_Available data_:
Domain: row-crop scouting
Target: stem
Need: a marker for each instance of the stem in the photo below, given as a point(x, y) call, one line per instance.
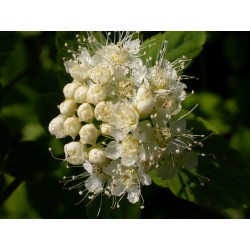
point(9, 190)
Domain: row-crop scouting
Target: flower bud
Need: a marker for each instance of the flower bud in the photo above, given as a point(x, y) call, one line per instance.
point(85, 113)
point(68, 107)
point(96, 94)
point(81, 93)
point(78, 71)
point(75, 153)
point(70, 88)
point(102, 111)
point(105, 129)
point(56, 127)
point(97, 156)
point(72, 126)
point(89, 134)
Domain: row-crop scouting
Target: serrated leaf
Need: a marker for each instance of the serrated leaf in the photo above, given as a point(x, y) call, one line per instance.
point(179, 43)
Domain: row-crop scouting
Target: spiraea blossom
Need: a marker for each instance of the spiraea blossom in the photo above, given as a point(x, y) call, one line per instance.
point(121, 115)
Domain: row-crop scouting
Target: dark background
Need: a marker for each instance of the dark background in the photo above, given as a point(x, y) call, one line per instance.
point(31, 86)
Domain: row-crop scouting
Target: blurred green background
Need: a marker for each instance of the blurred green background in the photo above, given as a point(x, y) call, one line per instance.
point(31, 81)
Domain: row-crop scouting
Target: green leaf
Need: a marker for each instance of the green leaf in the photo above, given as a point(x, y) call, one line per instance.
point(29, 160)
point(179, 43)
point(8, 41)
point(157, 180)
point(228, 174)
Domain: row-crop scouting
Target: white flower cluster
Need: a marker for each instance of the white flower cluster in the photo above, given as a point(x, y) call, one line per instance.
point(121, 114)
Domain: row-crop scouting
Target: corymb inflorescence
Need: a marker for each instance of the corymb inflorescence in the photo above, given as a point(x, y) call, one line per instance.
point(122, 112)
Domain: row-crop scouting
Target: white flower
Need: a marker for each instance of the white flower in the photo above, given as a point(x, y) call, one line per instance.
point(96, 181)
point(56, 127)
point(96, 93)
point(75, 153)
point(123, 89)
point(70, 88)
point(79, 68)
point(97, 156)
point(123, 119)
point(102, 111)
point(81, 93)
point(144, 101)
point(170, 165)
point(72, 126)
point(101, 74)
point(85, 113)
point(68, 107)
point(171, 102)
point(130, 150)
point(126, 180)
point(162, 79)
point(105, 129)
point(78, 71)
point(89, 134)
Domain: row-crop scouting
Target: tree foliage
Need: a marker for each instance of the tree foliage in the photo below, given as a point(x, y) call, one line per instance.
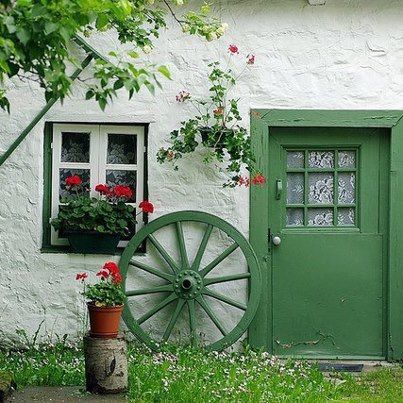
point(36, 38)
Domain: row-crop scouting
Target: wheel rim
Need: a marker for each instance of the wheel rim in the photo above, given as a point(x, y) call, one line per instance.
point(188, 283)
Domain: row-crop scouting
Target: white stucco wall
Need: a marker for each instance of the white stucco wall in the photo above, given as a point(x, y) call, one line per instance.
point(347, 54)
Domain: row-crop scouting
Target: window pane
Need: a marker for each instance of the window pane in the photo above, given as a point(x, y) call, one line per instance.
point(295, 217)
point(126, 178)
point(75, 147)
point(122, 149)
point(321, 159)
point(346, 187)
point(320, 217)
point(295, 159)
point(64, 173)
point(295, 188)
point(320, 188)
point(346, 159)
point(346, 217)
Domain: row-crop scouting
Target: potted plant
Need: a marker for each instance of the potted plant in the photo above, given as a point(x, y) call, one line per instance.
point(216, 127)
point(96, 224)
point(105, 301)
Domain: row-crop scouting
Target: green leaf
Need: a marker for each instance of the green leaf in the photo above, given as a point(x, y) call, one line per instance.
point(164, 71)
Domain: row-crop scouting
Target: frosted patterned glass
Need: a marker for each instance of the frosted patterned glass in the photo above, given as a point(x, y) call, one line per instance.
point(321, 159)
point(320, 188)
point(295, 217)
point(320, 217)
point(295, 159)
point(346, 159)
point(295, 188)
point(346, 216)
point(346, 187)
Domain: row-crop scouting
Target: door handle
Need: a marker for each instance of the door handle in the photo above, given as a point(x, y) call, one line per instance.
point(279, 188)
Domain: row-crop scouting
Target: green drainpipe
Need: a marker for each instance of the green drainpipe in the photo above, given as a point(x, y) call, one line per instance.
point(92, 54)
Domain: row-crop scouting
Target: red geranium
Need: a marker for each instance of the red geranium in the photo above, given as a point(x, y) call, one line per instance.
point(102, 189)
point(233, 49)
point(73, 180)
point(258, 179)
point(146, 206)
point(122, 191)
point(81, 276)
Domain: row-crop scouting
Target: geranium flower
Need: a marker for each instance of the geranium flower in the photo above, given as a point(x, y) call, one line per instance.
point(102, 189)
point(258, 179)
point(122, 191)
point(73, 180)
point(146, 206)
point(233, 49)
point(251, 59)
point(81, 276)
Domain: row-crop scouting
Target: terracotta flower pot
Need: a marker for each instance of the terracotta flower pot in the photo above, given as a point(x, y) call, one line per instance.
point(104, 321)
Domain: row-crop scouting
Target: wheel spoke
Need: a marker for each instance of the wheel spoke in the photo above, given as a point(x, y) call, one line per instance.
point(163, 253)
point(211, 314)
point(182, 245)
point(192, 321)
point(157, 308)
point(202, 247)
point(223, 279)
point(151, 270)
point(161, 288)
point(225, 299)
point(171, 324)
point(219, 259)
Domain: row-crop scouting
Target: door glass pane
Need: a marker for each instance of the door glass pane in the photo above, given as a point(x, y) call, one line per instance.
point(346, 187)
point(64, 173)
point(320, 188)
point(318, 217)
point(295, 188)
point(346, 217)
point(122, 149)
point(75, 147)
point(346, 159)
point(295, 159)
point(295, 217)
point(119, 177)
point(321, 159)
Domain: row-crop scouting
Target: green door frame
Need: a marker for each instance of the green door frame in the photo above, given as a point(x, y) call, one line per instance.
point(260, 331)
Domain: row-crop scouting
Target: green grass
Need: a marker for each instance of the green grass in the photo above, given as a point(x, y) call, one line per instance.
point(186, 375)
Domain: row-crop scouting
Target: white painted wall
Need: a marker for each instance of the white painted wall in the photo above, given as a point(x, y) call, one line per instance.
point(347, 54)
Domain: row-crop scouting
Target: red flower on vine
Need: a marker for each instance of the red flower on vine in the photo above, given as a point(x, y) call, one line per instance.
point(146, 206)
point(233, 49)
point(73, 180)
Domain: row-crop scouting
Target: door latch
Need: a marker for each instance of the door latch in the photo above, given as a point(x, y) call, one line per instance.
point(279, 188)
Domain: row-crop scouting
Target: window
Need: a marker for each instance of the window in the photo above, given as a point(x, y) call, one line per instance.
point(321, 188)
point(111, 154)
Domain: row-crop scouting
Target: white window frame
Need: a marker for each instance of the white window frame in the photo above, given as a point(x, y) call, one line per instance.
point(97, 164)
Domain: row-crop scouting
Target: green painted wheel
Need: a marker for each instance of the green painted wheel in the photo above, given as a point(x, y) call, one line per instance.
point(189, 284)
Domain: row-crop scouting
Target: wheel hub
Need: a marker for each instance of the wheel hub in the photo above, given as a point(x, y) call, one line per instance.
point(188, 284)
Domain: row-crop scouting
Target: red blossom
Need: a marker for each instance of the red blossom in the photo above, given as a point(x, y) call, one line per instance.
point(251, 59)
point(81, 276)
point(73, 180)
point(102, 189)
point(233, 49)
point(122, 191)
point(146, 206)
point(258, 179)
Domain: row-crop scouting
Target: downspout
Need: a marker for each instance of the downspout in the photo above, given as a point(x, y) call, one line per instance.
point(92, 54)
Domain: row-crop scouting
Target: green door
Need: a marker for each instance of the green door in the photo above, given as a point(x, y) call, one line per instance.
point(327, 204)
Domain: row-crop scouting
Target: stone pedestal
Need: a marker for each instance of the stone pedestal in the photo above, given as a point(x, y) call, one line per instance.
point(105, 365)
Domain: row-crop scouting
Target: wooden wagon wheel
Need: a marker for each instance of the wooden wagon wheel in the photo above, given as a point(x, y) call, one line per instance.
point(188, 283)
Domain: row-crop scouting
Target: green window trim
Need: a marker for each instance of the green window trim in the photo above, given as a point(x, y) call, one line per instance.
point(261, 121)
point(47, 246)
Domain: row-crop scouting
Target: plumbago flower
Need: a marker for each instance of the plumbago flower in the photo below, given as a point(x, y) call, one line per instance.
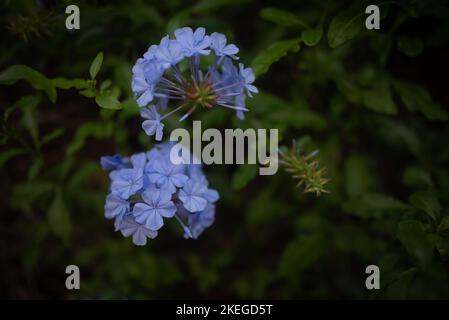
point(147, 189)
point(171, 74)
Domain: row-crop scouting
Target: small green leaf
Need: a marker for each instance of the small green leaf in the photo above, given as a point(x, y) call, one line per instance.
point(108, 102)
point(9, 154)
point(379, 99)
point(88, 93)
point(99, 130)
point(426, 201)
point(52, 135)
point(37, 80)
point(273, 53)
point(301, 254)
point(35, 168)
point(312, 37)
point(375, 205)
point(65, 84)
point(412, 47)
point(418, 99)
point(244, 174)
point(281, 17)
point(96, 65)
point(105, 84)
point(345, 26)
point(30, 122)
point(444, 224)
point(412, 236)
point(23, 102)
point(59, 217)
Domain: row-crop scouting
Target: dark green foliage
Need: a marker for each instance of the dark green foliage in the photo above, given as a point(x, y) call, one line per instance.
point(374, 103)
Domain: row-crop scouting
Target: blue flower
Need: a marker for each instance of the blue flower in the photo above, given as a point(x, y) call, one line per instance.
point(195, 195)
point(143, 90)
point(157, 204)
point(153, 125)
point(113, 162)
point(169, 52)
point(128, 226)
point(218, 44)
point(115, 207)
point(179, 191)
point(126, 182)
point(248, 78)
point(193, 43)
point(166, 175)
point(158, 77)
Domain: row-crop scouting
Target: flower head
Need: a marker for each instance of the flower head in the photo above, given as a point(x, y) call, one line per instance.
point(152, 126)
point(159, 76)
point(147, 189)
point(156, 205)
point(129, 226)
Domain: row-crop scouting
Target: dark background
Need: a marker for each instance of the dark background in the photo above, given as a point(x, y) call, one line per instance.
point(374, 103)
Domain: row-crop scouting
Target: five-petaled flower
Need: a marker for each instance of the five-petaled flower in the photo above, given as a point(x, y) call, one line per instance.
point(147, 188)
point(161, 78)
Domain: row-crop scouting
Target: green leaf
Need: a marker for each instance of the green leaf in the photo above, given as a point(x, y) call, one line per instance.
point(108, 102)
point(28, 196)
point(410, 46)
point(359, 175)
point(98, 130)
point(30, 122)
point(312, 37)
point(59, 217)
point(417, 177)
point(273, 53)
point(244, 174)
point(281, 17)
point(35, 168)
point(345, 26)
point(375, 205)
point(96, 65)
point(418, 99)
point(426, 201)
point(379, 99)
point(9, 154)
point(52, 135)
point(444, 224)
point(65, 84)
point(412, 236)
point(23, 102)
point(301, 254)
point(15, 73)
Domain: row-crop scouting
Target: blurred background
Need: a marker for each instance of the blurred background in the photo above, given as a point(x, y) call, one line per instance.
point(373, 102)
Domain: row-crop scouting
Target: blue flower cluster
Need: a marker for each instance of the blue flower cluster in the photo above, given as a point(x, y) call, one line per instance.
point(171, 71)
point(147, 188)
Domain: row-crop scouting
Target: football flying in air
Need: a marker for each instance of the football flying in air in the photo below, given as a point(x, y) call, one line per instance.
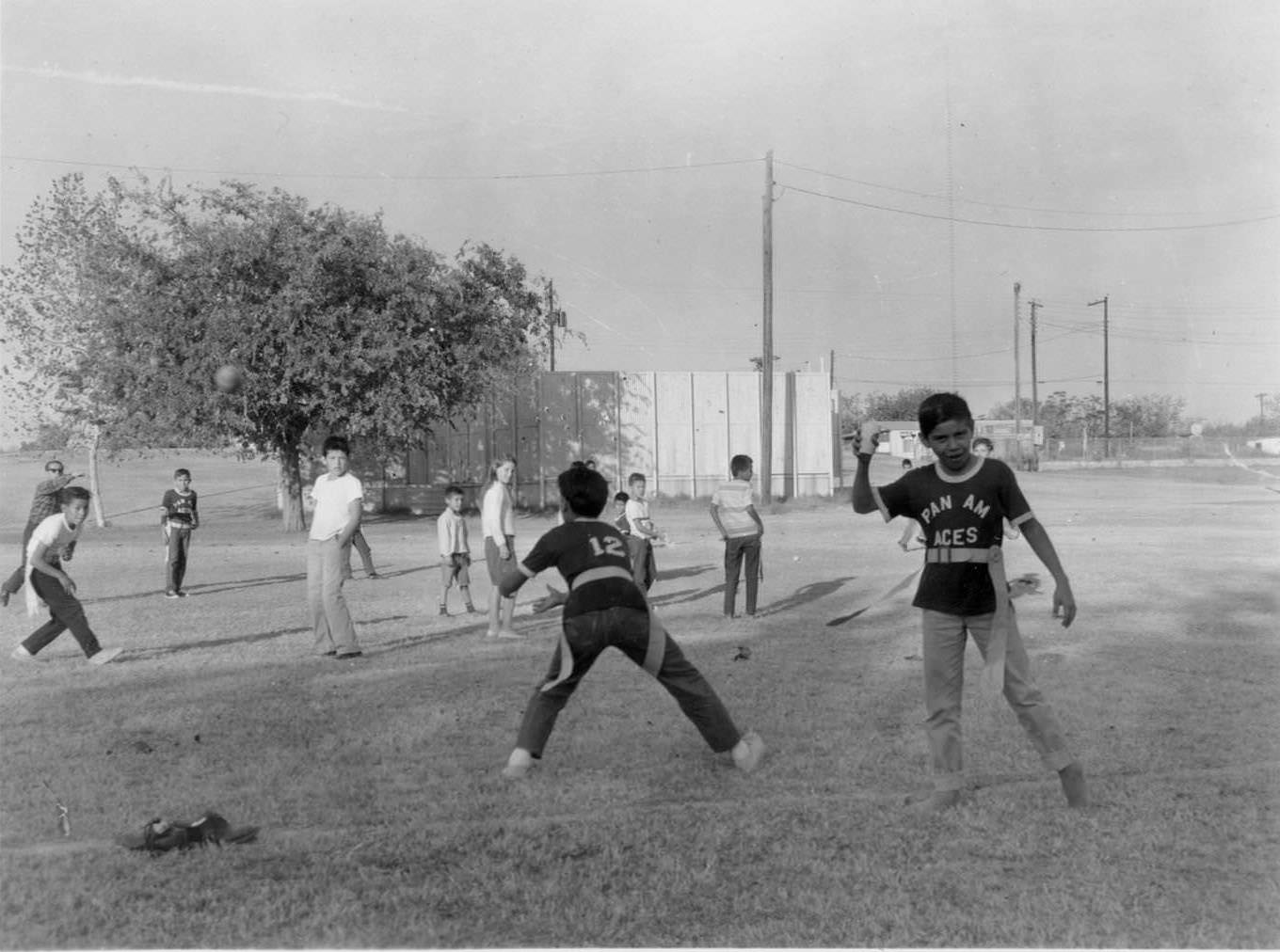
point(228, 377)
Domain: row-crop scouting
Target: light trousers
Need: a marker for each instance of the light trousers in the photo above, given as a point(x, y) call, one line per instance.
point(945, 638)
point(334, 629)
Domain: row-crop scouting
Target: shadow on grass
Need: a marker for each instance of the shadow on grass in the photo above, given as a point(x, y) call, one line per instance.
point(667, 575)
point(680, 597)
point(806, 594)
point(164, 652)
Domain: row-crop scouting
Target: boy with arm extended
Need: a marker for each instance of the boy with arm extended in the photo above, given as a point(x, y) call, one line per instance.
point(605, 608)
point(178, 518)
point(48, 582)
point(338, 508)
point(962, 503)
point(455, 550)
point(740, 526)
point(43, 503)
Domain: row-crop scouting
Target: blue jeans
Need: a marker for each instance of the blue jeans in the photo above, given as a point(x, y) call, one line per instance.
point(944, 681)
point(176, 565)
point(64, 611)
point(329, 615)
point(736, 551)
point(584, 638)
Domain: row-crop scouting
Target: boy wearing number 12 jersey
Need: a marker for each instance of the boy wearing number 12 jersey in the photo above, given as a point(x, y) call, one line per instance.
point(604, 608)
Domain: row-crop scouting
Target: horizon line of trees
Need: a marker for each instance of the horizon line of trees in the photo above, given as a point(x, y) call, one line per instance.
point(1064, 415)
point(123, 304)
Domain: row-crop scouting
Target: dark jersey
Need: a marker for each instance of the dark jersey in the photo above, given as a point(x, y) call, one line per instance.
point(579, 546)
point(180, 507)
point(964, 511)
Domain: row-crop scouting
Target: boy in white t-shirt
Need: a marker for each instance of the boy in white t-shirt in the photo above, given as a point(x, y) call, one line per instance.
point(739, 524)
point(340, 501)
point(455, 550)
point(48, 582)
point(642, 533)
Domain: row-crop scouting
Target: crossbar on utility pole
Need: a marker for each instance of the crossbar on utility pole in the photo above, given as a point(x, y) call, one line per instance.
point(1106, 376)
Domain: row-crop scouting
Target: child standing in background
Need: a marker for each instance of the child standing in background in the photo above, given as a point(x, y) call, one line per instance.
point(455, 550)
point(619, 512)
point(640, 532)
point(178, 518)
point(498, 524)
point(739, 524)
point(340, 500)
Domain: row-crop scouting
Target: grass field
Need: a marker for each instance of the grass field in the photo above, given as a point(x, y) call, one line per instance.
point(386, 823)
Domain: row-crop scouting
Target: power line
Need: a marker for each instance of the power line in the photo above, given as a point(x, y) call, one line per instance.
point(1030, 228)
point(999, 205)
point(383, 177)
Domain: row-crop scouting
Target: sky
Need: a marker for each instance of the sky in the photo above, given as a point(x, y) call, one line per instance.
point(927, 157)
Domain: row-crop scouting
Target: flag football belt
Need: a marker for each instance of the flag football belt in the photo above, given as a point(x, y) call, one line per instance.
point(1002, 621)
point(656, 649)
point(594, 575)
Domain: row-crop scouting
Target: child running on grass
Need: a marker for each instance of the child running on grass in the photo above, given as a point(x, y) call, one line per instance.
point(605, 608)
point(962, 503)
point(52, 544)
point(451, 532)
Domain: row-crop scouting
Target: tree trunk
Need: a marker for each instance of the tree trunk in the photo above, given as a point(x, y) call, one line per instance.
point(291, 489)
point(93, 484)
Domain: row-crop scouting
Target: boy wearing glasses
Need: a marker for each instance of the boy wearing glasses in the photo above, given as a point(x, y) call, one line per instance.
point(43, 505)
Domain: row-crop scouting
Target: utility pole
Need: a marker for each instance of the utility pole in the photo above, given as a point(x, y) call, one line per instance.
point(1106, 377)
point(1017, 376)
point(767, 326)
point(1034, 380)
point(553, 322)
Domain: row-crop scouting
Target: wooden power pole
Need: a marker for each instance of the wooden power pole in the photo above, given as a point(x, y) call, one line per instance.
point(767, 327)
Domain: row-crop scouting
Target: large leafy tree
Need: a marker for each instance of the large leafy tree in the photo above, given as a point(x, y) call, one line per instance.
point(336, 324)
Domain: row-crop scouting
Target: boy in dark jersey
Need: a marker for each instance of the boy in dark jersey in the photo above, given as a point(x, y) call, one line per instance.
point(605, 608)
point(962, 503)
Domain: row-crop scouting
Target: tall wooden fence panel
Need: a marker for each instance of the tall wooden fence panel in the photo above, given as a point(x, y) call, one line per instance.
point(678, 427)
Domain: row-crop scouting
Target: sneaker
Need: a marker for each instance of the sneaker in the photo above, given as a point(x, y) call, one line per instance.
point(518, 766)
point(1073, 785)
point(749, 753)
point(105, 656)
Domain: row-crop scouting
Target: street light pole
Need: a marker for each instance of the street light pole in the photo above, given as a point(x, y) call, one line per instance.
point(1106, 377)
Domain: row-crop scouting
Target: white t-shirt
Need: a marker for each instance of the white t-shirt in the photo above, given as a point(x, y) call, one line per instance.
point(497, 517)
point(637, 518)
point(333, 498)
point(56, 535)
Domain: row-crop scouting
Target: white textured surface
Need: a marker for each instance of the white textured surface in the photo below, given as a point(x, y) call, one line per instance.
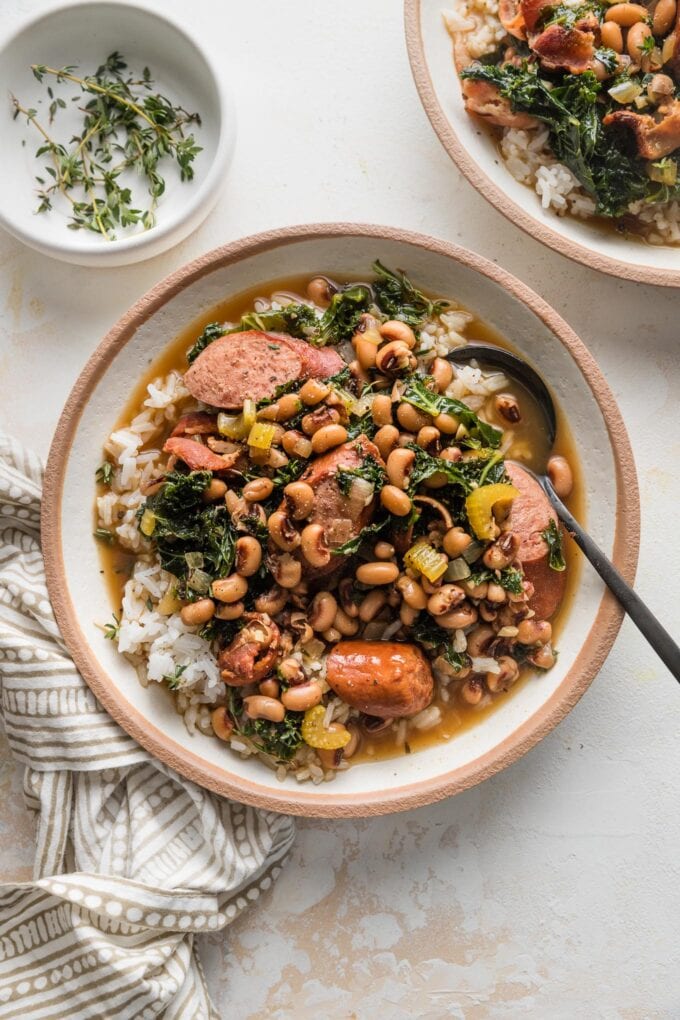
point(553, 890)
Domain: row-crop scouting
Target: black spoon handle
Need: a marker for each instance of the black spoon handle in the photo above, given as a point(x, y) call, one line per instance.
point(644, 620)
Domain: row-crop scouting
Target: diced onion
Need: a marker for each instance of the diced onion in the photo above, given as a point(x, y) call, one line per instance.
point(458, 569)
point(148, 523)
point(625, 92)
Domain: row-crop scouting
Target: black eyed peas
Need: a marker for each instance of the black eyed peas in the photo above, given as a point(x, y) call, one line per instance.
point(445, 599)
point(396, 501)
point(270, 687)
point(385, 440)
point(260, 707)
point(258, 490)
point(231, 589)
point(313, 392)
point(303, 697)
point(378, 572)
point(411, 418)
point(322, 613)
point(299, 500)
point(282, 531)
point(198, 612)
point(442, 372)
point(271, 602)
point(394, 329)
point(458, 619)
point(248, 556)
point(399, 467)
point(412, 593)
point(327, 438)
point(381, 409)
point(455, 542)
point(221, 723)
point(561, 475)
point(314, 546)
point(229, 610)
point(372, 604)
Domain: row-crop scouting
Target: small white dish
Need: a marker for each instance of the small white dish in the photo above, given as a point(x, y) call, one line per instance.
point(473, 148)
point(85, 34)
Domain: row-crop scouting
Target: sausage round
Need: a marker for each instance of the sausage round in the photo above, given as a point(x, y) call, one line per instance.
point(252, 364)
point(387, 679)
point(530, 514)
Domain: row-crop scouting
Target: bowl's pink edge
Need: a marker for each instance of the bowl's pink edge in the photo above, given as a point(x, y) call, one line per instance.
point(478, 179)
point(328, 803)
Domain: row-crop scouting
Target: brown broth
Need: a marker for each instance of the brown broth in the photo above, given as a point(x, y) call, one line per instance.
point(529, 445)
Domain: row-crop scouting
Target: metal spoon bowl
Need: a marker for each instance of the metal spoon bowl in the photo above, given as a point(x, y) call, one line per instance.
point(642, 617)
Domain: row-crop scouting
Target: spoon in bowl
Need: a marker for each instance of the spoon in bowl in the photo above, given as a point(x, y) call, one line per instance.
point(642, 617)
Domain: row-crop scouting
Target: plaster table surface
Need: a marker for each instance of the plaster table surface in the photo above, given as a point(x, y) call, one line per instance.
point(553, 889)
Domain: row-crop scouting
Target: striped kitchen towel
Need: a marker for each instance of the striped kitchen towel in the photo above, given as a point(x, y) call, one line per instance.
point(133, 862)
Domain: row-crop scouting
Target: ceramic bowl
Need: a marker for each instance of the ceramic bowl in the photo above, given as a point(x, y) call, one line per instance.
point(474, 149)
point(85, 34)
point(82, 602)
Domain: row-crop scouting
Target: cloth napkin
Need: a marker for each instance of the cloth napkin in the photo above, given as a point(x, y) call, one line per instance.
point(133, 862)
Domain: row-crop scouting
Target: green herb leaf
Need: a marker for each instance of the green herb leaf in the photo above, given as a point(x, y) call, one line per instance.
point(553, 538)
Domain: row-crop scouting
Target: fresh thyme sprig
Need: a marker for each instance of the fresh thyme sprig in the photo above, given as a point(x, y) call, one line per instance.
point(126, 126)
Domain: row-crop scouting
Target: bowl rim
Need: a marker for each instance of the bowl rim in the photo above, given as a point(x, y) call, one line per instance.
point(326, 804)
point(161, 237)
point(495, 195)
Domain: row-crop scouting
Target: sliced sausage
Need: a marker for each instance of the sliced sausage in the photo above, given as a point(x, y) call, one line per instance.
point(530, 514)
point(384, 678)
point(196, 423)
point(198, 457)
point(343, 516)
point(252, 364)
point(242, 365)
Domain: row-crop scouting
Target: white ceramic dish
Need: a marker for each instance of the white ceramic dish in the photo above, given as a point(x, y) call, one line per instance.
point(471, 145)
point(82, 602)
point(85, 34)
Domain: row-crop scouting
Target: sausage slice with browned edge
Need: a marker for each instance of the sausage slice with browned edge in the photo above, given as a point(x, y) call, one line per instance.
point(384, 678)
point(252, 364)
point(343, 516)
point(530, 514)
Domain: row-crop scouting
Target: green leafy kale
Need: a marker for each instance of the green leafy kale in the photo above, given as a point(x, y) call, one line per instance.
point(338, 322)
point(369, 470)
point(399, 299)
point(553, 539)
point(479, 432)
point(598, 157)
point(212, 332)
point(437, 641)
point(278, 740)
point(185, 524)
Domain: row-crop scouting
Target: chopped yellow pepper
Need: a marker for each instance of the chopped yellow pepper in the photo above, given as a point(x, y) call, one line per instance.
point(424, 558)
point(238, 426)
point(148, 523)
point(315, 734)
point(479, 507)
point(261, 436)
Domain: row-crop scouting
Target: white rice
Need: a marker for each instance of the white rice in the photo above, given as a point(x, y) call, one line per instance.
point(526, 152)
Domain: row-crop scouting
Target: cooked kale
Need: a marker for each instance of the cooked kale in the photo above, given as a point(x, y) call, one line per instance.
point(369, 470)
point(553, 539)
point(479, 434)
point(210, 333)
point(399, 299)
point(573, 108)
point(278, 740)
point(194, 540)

_Exercise brief_: Write out, exactly and with no pictures, the lines of the data from the first through the line containing "Target: flower bud".

_Solved exercise_:
Domain: row-crop scouting
Target: stem
Need: a marker for each instance of the stem in the photo below, given as a point(x, y) call, one line per instance.
point(9, 190)
Domain: row-crop scouting
Target: flower bud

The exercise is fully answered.